# BRANO FORNITO
L’appartenenza del premier ungherese Viktor Orban al Partito popolare europeo (Ppe) è appesa a un filo. Se esce Fidesz si fa spazio per gli europarlamentari della Lega. Ma i tempi possono bruciare l’operazione e pure Salvini ha i suoi dubbi
Sono passate solo due settimane da quando Népsava, uno dei più popolari giornali ungheresi, sulla carta indipendente ma ormai da anni retto sui finanziamenti del governo di Viktor Orban, titolava in prima pagina: “Fidesz sarà rimpiazzata dalla famiglia di Salvini”. Non è che il leader della Lega vuole fare le scarpe al suo (ex?) alleato dentro al Ppe (Partito popolare europeo)? Quel dubbio sibillino rilanciato a tambur battente dalla stampa filogovernativa ungherese inizia ora a prendere forma.

# ESERCIZIO PROPOSTO A
Riporta la parte del brano su Orban e il Ppe che comincia con "L’appartenenza del premier" e prosegue fino a "a prendere forma.".
Il brano e le righe non hanno alcun legame tra loro.

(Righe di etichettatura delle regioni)
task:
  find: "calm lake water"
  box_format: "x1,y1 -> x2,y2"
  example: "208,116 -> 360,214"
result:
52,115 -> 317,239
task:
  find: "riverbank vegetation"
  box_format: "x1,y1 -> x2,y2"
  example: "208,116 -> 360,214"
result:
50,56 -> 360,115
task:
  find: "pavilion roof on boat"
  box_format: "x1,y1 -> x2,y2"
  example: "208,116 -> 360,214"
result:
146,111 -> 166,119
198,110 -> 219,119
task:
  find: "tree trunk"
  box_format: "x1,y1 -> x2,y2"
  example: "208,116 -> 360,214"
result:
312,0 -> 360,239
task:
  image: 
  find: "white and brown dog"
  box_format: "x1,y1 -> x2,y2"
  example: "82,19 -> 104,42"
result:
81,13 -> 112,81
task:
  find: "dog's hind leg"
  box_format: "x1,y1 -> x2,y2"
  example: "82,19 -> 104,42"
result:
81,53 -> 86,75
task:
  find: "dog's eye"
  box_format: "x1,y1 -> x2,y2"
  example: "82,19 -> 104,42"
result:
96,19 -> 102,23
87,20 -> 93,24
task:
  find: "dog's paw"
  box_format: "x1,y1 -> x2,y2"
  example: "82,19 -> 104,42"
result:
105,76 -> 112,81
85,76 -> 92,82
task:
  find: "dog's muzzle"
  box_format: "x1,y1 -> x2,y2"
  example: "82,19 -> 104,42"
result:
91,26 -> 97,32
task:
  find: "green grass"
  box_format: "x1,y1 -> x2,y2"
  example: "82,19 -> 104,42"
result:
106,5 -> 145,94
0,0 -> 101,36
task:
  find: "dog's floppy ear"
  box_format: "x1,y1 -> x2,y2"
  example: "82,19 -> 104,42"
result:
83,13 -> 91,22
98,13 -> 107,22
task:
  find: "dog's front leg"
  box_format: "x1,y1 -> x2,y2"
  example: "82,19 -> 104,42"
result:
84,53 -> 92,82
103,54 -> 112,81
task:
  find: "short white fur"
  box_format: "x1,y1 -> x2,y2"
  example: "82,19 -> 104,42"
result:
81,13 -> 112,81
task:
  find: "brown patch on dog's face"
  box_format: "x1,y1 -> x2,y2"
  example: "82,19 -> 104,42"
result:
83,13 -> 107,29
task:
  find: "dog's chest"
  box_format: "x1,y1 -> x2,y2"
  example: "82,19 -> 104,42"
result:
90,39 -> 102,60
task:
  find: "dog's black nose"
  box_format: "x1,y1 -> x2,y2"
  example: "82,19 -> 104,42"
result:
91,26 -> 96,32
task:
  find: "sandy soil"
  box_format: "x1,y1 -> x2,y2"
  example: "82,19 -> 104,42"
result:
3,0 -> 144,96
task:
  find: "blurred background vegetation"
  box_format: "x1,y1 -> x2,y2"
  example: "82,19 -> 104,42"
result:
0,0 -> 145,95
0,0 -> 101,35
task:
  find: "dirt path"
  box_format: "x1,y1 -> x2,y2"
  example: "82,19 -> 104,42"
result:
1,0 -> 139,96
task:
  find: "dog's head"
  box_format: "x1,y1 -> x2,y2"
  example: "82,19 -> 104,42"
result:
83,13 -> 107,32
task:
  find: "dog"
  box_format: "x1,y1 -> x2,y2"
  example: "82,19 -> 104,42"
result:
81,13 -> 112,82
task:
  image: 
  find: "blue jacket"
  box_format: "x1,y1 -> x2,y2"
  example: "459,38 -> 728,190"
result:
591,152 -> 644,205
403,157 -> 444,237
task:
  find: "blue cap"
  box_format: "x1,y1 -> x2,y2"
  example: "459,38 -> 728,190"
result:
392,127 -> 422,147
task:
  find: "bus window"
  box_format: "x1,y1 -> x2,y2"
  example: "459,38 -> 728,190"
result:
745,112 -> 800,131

# ESERCIZIO PROPOSTO B
Conta quante righe contengono la parola "brown" e scrivi soltanto il numero.

# SOLUZIONE SVOLTA A
L’appartenenza del premier ungherese Viktor Orban al Partito popolare europeo (Ppe) è appesa a un filo. Se esce Fidesz si fa spazio per gli europarlamentari della Lega. Ma i tempi possono bruciare l’operazione e pure Salvini ha i suoi dubbi
Sono passate solo due settimane da quando Népsava, uno dei più popolari giornali ungheresi, sulla carta indipendente ma ormai da anni retto sui finanziamenti del governo di Viktor Orban, titolava in prima pagina: “Fidesz sarà rimpiazzata dalla famiglia di Salvini”. Non è che il leader della Lega vuole fare le scarpe al suo (ex?) alleato dentro al Ppe (Partito popolare europeo)? Quel dubbio sibillino rilanciato a tambur battente dalla stampa filogovernativa ungherese inizia ora a prendere forma.

# SOLUZIONE SVOLTA B
2